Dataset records
▶
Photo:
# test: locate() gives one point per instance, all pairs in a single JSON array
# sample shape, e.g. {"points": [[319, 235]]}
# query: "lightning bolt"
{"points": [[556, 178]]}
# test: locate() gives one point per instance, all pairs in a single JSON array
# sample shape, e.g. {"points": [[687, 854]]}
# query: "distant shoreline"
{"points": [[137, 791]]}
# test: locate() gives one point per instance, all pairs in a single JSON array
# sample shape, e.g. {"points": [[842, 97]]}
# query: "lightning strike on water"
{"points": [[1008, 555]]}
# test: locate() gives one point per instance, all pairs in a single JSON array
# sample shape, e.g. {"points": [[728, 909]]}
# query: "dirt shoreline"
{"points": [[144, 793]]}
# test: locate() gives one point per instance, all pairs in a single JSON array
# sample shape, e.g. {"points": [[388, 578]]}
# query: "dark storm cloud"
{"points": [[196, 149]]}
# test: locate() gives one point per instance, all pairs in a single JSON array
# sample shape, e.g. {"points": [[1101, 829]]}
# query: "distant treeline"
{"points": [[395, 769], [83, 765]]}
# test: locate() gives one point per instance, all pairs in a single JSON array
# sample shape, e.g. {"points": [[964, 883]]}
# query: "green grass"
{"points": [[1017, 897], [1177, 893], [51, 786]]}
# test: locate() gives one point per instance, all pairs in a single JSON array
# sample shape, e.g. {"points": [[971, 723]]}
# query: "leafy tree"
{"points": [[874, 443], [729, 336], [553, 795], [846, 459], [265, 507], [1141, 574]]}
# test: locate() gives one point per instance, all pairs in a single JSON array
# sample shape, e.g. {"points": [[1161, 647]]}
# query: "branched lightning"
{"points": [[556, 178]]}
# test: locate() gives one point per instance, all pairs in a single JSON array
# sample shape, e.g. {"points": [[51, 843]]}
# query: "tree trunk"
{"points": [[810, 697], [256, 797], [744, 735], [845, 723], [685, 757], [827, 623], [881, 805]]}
◀
§ **Exercise details**
Tally the lines above containing "shape". Answer with the count only.

§ **Response area**
10